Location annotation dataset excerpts
═══

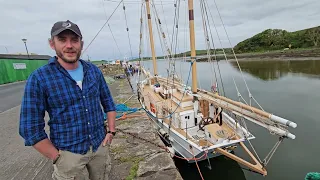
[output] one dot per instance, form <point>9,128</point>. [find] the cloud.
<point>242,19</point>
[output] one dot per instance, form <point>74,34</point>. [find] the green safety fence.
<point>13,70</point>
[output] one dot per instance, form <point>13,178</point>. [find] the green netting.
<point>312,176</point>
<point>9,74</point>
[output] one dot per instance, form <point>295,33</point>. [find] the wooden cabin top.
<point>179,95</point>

═══

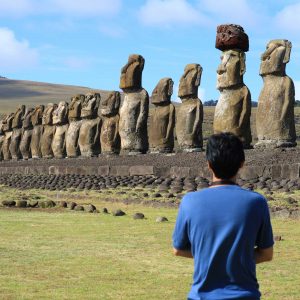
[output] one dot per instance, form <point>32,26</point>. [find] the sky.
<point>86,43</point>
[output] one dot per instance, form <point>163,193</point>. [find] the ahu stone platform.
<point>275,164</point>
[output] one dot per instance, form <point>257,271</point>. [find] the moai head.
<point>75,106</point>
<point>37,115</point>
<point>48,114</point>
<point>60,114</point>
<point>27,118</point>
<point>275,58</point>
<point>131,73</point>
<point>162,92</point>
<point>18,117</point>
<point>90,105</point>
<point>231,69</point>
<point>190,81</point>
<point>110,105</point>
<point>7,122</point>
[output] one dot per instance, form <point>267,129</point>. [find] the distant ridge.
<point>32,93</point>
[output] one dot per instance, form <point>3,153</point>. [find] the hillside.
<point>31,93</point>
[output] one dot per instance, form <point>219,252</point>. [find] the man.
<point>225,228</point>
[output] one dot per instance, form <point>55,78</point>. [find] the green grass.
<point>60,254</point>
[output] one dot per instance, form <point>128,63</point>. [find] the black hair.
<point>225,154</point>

═══

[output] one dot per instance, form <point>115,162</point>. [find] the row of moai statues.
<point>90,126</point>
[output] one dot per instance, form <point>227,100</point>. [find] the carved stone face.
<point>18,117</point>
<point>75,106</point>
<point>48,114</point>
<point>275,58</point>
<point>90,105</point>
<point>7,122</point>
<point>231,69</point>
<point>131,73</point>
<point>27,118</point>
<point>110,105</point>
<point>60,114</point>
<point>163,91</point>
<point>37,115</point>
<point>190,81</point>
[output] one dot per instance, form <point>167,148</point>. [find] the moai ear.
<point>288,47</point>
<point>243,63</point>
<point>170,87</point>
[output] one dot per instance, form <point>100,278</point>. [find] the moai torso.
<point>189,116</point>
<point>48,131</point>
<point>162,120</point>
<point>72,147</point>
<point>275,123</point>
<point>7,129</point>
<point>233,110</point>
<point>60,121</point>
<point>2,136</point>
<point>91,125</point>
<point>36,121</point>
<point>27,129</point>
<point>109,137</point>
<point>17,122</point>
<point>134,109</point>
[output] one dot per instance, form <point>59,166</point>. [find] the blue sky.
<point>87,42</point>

═══

Written request :: Swap "safety fence" for "construction fence" in the lines beginning with the line that contains "[output] one dot per instance, form <point>9,128</point>." and continuing through the line that contains "<point>13,70</point>". Return only those lines, with everything else left the same.

Response to the task ::
[output] one dot per instance, form <point>9,128</point>. [find] the cloud.
<point>242,19</point>
[output] one dot per instance, form <point>74,34</point>. [find] the green construction fence.
<point>13,70</point>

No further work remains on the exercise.